**Prompt**
Could you set down exactly the lines of the data below, starting at the one that holds "like [275, 394]." and ending at the one that holds "like [485, 39].", both included, and only those?

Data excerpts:
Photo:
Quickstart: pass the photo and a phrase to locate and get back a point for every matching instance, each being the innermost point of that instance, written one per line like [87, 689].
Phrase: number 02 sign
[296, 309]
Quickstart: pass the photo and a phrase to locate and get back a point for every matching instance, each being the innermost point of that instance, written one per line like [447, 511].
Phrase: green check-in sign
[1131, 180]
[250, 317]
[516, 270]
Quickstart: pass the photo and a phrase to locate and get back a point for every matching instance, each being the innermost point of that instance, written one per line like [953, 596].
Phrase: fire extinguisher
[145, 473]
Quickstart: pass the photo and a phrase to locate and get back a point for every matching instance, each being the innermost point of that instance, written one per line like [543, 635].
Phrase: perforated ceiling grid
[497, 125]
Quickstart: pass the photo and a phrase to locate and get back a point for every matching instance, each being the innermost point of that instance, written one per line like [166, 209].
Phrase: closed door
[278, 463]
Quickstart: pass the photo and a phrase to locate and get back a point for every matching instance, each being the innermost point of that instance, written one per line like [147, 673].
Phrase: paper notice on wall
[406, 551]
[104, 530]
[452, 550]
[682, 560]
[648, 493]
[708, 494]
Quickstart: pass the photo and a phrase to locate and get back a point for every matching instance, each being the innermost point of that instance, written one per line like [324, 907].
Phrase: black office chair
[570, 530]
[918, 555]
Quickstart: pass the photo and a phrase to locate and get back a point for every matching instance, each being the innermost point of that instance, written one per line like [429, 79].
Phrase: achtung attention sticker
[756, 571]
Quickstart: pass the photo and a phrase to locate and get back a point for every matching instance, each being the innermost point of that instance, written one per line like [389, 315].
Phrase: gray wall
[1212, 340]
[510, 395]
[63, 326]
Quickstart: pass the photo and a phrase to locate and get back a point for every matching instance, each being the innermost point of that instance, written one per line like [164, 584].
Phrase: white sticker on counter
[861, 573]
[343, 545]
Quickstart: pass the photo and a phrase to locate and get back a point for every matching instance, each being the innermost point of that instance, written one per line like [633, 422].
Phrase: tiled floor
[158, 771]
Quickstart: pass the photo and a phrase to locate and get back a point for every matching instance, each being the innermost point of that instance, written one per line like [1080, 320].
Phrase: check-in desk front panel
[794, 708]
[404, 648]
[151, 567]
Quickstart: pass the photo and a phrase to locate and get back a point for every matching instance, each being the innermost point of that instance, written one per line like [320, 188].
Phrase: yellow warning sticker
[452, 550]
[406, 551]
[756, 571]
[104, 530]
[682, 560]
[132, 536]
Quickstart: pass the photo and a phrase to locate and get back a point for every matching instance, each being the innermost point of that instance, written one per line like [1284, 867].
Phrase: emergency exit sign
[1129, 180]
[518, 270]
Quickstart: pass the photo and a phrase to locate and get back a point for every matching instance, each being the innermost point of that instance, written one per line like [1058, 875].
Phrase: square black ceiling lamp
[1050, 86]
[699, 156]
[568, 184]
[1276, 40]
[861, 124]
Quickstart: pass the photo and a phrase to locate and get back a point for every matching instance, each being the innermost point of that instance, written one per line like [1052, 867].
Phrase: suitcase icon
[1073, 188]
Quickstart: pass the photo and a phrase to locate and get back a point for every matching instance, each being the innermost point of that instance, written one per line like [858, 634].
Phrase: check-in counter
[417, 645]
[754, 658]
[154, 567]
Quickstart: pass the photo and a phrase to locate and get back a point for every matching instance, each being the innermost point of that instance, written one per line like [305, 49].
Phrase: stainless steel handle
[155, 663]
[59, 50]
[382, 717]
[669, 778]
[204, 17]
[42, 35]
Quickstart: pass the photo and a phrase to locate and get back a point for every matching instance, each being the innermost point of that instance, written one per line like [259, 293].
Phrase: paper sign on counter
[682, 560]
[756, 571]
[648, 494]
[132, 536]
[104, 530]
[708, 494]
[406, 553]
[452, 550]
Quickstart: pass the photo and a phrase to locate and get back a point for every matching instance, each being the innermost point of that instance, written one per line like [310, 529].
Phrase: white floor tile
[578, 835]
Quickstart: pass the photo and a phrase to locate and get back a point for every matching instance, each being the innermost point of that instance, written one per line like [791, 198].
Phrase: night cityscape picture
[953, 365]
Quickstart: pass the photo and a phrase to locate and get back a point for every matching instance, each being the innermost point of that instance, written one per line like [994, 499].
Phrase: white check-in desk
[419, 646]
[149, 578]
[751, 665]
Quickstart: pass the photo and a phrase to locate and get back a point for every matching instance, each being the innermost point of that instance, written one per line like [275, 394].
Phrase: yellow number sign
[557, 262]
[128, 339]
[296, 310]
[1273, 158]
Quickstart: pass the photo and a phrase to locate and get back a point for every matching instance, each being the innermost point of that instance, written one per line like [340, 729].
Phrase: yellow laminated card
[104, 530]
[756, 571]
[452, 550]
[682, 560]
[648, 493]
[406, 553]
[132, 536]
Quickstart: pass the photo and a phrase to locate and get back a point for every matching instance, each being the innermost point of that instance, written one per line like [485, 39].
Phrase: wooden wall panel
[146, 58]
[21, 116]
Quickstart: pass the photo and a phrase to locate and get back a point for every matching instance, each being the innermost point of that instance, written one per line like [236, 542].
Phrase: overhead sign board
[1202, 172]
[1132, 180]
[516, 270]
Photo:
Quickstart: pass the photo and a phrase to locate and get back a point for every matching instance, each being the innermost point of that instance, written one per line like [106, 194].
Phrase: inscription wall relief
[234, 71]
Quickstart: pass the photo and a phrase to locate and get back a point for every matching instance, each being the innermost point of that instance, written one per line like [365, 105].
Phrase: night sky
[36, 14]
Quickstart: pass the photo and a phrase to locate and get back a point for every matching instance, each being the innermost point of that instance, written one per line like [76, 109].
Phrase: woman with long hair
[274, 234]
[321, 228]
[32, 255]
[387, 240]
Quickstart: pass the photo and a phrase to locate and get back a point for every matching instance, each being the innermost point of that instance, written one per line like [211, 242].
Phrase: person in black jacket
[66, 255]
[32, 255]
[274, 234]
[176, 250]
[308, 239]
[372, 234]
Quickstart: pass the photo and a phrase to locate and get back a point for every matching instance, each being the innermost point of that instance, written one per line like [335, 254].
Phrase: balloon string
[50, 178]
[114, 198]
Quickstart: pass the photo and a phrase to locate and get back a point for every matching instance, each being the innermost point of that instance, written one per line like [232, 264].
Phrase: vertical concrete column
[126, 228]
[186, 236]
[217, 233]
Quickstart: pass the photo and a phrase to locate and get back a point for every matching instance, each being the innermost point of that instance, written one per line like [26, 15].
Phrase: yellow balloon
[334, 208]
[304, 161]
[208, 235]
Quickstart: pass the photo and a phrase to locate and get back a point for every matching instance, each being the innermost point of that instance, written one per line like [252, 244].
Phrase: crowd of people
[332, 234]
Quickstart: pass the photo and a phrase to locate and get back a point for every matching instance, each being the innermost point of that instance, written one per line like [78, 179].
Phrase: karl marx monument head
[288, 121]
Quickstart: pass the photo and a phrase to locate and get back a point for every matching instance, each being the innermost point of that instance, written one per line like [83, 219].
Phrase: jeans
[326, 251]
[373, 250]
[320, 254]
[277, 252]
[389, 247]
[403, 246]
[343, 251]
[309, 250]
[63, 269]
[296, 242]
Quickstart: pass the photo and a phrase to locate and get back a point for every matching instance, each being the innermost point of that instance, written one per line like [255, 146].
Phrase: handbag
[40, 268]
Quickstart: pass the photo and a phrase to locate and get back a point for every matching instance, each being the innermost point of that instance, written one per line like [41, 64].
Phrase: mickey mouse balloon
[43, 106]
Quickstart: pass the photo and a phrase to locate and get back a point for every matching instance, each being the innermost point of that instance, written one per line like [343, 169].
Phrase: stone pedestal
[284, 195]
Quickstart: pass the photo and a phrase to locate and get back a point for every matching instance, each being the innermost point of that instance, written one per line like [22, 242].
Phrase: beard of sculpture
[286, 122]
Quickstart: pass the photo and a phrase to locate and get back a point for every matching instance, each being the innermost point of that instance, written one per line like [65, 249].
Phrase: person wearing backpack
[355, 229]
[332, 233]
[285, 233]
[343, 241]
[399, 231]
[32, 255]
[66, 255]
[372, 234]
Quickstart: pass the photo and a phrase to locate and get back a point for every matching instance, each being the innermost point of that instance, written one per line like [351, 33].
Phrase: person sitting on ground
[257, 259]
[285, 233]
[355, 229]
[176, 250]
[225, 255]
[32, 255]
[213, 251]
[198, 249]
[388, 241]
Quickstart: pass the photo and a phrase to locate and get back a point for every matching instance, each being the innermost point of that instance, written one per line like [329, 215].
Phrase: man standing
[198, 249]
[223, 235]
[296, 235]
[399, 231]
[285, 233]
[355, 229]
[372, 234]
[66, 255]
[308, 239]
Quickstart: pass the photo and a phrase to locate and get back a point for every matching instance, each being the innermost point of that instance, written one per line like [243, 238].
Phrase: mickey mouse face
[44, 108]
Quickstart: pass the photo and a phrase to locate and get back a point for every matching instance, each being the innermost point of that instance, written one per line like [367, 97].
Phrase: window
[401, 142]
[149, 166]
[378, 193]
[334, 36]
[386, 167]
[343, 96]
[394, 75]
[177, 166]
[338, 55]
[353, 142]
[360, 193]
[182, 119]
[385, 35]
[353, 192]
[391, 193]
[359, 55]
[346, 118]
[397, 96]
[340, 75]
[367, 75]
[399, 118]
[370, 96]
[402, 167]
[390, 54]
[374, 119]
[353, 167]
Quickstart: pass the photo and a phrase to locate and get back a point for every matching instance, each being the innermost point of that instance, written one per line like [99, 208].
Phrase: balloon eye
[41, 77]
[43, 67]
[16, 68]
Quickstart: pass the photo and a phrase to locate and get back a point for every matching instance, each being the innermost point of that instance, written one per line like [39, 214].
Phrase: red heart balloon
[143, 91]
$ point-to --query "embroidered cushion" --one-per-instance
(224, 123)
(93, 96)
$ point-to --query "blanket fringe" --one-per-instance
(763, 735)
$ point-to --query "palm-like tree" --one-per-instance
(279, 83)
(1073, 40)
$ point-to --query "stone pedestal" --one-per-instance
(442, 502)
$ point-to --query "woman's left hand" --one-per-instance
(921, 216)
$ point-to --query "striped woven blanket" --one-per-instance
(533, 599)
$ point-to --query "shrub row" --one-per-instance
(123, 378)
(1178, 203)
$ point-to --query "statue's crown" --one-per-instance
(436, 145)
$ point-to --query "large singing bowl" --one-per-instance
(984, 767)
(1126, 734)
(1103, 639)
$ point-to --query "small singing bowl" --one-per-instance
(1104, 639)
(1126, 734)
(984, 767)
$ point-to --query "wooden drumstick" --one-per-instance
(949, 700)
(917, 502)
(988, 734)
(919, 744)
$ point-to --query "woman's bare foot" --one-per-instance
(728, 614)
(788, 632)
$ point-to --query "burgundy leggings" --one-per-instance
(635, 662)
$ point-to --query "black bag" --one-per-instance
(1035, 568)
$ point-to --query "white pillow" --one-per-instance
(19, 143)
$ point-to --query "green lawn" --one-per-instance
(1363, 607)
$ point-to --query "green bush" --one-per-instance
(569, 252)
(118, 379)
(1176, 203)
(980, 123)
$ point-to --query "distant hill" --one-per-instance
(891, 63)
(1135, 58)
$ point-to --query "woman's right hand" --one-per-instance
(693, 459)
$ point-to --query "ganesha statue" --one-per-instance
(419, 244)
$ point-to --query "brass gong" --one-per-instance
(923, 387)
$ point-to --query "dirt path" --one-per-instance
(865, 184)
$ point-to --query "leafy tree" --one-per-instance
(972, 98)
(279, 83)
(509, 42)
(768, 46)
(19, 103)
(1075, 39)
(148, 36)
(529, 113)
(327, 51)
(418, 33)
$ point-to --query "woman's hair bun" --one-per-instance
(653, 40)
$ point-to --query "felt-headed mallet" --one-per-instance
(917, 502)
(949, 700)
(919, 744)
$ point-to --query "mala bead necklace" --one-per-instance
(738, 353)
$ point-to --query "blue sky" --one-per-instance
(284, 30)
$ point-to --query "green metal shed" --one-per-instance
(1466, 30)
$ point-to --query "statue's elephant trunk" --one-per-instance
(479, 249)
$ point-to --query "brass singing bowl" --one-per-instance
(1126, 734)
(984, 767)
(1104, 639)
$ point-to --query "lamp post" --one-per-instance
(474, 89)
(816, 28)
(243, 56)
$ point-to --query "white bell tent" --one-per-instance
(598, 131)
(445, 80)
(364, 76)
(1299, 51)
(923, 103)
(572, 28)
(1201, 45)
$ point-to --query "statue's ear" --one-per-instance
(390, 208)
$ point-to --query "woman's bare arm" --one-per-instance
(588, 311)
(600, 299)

**Your solution**
Quickstart: pass the photo and a phrase to locate and get back a point for every matching instance, each being the innermost point of that instance, written one per line like [275, 394].
Phrase: yellow number sign
[557, 262]
[128, 339]
[296, 310]
[1273, 158]
Quickstart: pass the photo and a phrase to locate and get back a point for every matching instance, each being the innermost point of that instance, written one per line like [340, 729].
Phrase: yellow laminated card
[104, 530]
[756, 571]
[452, 550]
[682, 560]
[648, 493]
[406, 553]
[132, 536]
Quickstart: pass the photo and a phrase to locate and get back a point for every matching instance, each being the innermost point of that instance, written one per line like [485, 39].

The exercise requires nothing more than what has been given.